### Supplied entries
════════

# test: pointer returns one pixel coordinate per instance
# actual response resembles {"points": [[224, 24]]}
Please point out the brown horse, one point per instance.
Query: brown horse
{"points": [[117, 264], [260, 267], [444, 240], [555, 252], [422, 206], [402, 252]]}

════════

### To do
Please reproduce all of the records above, line for line and character for character.

### Answer in full
# test: pointer returns one pixel coordinate per instance
# actual response resembles {"points": [[224, 24]]}
Please point out the brown horse, one point per instance.
Query: brown horse
{"points": [[117, 264], [260, 267], [444, 240], [555, 252], [422, 206], [402, 252]]}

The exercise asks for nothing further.